#### [EXTRACT TO READ]

In a mixed review, Michael Smith of Renowned for Sound criticized the song's production, commenting on how the transitions to different verses can "feel disjointed in a few ways". He also called the song a "confusing single choice" and mentions how the song "is far from the best that Fifth Harmony have had to offer". Smith gave the song a two-and-a-half out of five star rating. Conversely, Lucas Villa of AXS raved about the song, calling it "one of the best girl power anthems in pop music as of late" and said the group "slay accordingly with this brassy and sassy number." Sharing similar sentiments, Mike Wass from Idolator called the track a "sassy smash" saying it was "another fiery female empowerment anthem built around a killer horn sample." Entertainment Weekly called the song a "Worth It" sequel while Maura Johnston of The Boston Globe said the track was "stormy" and called it a "girl-power anthem tailor-made for post-breakup ladies’ nights out."

#### [SOURCE DATA]
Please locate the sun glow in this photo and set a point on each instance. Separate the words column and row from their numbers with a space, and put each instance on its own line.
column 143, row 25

#### [EXERCISE OBJECTIVE]
In the excerpt on reviews of the song above, what star rating did Michael Smith of Renowned for Sound give it?

#### [REPLY TO THE TASK]
Two-and-a-half out of five stars.